> [Work required]: Lines with "stem": please show every one of them from the listing below.

> [Records to process]:
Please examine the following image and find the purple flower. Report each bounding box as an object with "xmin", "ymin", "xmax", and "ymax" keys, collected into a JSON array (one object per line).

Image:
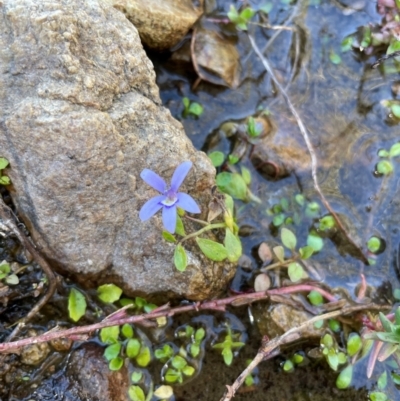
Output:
[{"xmin": 139, "ymin": 161, "xmax": 201, "ymax": 233}]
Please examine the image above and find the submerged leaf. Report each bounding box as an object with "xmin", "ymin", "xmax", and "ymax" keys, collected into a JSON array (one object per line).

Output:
[{"xmin": 336, "ymin": 365, "xmax": 353, "ymax": 389}]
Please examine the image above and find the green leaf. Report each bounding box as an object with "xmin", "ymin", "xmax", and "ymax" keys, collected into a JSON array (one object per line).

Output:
[
  {"xmin": 224, "ymin": 194, "xmax": 234, "ymax": 216},
  {"xmin": 222, "ymin": 347, "xmax": 233, "ymax": 366},
  {"xmin": 182, "ymin": 365, "xmax": 195, "ymax": 376},
  {"xmin": 241, "ymin": 166, "xmax": 252, "ymax": 185},
  {"xmin": 293, "ymin": 353, "xmax": 304, "ymax": 364},
  {"xmin": 128, "ymin": 385, "xmax": 145, "ymax": 401},
  {"xmin": 109, "ymin": 356, "xmax": 123, "ymax": 371},
  {"xmin": 307, "ymin": 230, "xmax": 324, "ymax": 252},
  {"xmin": 379, "ymin": 312, "xmax": 393, "ymax": 333},
  {"xmin": 190, "ymin": 344, "xmax": 200, "ymax": 358},
  {"xmin": 244, "ymin": 374, "xmax": 254, "ymax": 386},
  {"xmin": 391, "ymin": 104, "xmax": 400, "ymax": 119},
  {"xmin": 175, "ymin": 215, "xmax": 186, "ymax": 236},
  {"xmin": 165, "ymin": 368, "xmax": 181, "ymax": 383},
  {"xmin": 224, "ymin": 229, "xmax": 242, "ymax": 262},
  {"xmin": 68, "ymin": 288, "xmax": 87, "ymax": 322},
  {"xmin": 126, "ymin": 338, "xmax": 141, "ymax": 358},
  {"xmin": 240, "ymin": 7, "xmax": 256, "ymax": 21},
  {"xmin": 295, "ymin": 194, "xmax": 305, "ymax": 206},
  {"xmin": 209, "ymin": 151, "xmax": 225, "ymax": 167},
  {"xmin": 361, "ymin": 26, "xmax": 371, "ymax": 48},
  {"xmin": 273, "ymin": 246, "xmax": 285, "ymax": 263},
  {"xmin": 390, "ymin": 143, "xmax": 400, "ymax": 157},
  {"xmin": 377, "ymin": 371, "xmax": 387, "ymax": 390},
  {"xmin": 100, "ymin": 326, "xmax": 120, "ymax": 344},
  {"xmin": 131, "ymin": 371, "xmax": 143, "ymax": 383},
  {"xmin": 307, "ymin": 290, "xmax": 323, "ymax": 306},
  {"xmin": 369, "ymin": 392, "xmax": 388, "ymax": 401},
  {"xmin": 104, "ymin": 343, "xmax": 122, "ymax": 361},
  {"xmin": 196, "ymin": 237, "xmax": 228, "ymax": 261},
  {"xmin": 227, "ymin": 5, "xmax": 239, "ymax": 23},
  {"xmin": 97, "ymin": 284, "xmax": 123, "ymax": 303},
  {"xmin": 188, "ymin": 102, "xmax": 203, "ymax": 117},
  {"xmin": 329, "ymin": 319, "xmax": 341, "ymax": 332},
  {"xmin": 162, "ymin": 230, "xmax": 176, "ymax": 243},
  {"xmin": 377, "ymin": 160, "xmax": 393, "ymax": 175},
  {"xmin": 329, "ymin": 51, "xmax": 341, "ymax": 65},
  {"xmin": 319, "ymin": 215, "xmax": 335, "ymax": 231},
  {"xmin": 395, "ymin": 307, "xmax": 400, "ymax": 325},
  {"xmin": 136, "ymin": 346, "xmax": 151, "ymax": 367},
  {"xmin": 195, "ymin": 328, "xmax": 205, "ymax": 342},
  {"xmin": 122, "ymin": 324, "xmax": 133, "ymax": 339},
  {"xmin": 216, "ymin": 172, "xmax": 248, "ymax": 201},
  {"xmin": 228, "ymin": 154, "xmax": 239, "ymax": 165},
  {"xmin": 283, "ymin": 359, "xmax": 294, "ymax": 372},
  {"xmin": 281, "ymin": 227, "xmax": 297, "ymax": 250},
  {"xmin": 341, "ymin": 36, "xmax": 354, "ymax": 52},
  {"xmin": 288, "ymin": 262, "xmax": 305, "ymax": 282},
  {"xmin": 0, "ymin": 176, "xmax": 10, "ymax": 185},
  {"xmin": 272, "ymin": 214, "xmax": 285, "ymax": 227},
  {"xmin": 299, "ymin": 246, "xmax": 314, "ymax": 260},
  {"xmin": 322, "ymin": 334, "xmax": 334, "ymax": 348},
  {"xmin": 378, "ymin": 149, "xmax": 389, "ymax": 158},
  {"xmin": 367, "ymin": 236, "xmax": 381, "ymax": 254},
  {"xmin": 174, "ymin": 244, "xmax": 188, "ymax": 272},
  {"xmin": 327, "ymin": 353, "xmax": 339, "ymax": 371},
  {"xmin": 182, "ymin": 97, "xmax": 190, "ymax": 109},
  {"xmin": 0, "ymin": 158, "xmax": 9, "ymax": 170},
  {"xmin": 172, "ymin": 355, "xmax": 187, "ymax": 370},
  {"xmin": 336, "ymin": 365, "xmax": 353, "ymax": 389}
]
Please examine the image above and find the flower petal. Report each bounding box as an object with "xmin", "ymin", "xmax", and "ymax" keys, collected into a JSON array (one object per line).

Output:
[
  {"xmin": 162, "ymin": 205, "xmax": 177, "ymax": 233},
  {"xmin": 139, "ymin": 195, "xmax": 165, "ymax": 221},
  {"xmin": 170, "ymin": 161, "xmax": 192, "ymax": 192},
  {"xmin": 141, "ymin": 169, "xmax": 167, "ymax": 193},
  {"xmin": 177, "ymin": 193, "xmax": 201, "ymax": 214}
]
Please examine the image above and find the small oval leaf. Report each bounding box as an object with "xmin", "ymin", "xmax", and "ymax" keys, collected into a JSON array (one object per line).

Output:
[
  {"xmin": 68, "ymin": 288, "xmax": 87, "ymax": 322},
  {"xmin": 174, "ymin": 244, "xmax": 188, "ymax": 272},
  {"xmin": 196, "ymin": 238, "xmax": 228, "ymax": 261}
]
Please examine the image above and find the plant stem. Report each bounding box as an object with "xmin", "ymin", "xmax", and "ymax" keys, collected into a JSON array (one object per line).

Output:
[
  {"xmin": 180, "ymin": 223, "xmax": 226, "ymax": 243},
  {"xmin": 183, "ymin": 215, "xmax": 209, "ymax": 226}
]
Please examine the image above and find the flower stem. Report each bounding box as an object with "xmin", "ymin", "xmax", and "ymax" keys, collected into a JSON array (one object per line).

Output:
[
  {"xmin": 180, "ymin": 223, "xmax": 226, "ymax": 243},
  {"xmin": 184, "ymin": 215, "xmax": 209, "ymax": 226}
]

> [Completed task]:
Please examine the image above and find the plant stem. Report each bounding box as an object with "xmin", "ymin", "xmax", and "ymax" keys, collected into a JSON array (one object per line).
Please examine the image above and find the flower stem. Report each bounding box as an object with "xmin", "ymin", "xmax", and "ymax" keys, collected into a JSON array (one object per line).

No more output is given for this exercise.